- QUOTED PASSAGE
/---
Then he says all sorts of wonderful things, like "Want to go home? Want some cramp medicine and then you can go home?" Um, yeah! All swell ideas! But then he comes over and starts pushing around on my belly. He frowns. Does it hurt here? Yes. How about here? Yes. And here? Doc, I have had almost nonstop stomach cramps for three days. I think my muscles hurt. But no, now the doctor is afraid it's appendicitis. He would like me to have a CT scan just to be sure. So back I go to X-ray, where they send me into the big white doughnut again. This time they did a dye contrast, so they shot some stuff into my IV that made my body feel like it filled up with warm water. And there was a weird metallic taste in my mouth. After the test, the X-ray tech pushes my gurney into the hallway and says "Someone'll be right here to get you." So I lay there and wait. And wait. And wait. Several people pass, but nobody even looks over at me. Nearly 15 minutes pass and I'm starting to get impatient. But I'm also high as a kite. So for a gag, I pulled the sheet up all the way over my head for awhile.
\---
- EXCERPTED DATA
/---
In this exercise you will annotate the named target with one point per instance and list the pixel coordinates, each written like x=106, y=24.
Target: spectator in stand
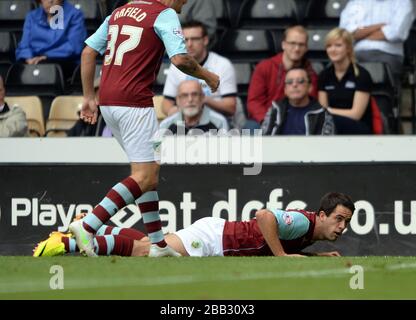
x=203, y=11
x=98, y=129
x=267, y=83
x=193, y=117
x=12, y=120
x=345, y=86
x=380, y=27
x=52, y=35
x=224, y=100
x=298, y=113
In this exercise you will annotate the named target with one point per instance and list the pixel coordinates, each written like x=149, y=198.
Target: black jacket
x=318, y=121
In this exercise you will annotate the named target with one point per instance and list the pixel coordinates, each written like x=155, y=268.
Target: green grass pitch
x=209, y=278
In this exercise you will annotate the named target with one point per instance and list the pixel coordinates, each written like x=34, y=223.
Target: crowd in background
x=286, y=96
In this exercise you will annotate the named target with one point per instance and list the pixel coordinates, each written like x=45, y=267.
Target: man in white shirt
x=224, y=100
x=380, y=27
x=193, y=117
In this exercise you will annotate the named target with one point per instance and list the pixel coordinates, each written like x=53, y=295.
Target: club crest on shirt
x=196, y=244
x=288, y=219
x=178, y=32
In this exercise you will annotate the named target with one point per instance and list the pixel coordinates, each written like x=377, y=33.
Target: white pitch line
x=39, y=286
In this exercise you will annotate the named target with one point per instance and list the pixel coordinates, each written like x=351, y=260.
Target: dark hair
x=195, y=24
x=301, y=68
x=332, y=199
x=298, y=28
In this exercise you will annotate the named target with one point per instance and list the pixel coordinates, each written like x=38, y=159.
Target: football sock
x=70, y=244
x=122, y=194
x=113, y=245
x=149, y=207
x=127, y=232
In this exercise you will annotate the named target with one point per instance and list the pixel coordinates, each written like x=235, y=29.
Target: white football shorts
x=135, y=130
x=203, y=238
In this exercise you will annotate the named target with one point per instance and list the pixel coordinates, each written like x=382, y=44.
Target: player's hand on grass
x=295, y=255
x=329, y=254
x=89, y=110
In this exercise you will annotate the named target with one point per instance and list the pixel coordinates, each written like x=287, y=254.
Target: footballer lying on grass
x=271, y=233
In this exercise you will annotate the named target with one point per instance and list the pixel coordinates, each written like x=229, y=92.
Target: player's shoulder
x=216, y=58
x=172, y=119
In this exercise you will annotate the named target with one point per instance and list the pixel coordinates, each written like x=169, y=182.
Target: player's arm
x=168, y=28
x=269, y=228
x=190, y=66
x=95, y=45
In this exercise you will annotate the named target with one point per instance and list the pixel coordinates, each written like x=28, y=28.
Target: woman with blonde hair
x=344, y=86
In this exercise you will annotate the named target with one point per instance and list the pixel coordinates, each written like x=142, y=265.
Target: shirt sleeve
x=291, y=224
x=364, y=82
x=322, y=80
x=98, y=41
x=399, y=28
x=171, y=84
x=169, y=30
x=228, y=83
\---
- EXERCISE
Pick up the account of the hospital visit and CT scan after its last sentence, and continue the story in the same first-person voice.

- ANSWER FOR THE TASK
Unsurprisingly, it wasn't long before someone rushed out to push me back to my room. About an hour later, the doctor comes in and chirps about how I don't have appendicitis. Then he goes, "But wow ... your colon! It's REEEEALLY inflamed! So I guess that goes along with your food poisoning story!" I tried to shoot him my best laser-beam death glare but I'm afraid I was too weak to do any damage. So I put my real clothes back on and went home.
I wish I could say the story ends there. But about an hour after I left the ER, an excruciating headache knocked me flat and it basically hasn't gone away. And that was four days ago. Yesterday I finally went to my real doctor, and he said he believes I'm leaking spinal fluid. (He said this after noting, with surprise, that I have three holes in my back instead of just one.) The cure for this, believe it or not, is to do ANOTHER LUMBAR PUNCTURE. Only instead of taking out some fluid, they would inject a little bit of my own blood to form a "patch" over the leak. You can probably imagine what I thought of this plan. So instead he gave me some lovely vicodin, and we're going to cross our fingers and hope my spinal hole heals itself over the weekend.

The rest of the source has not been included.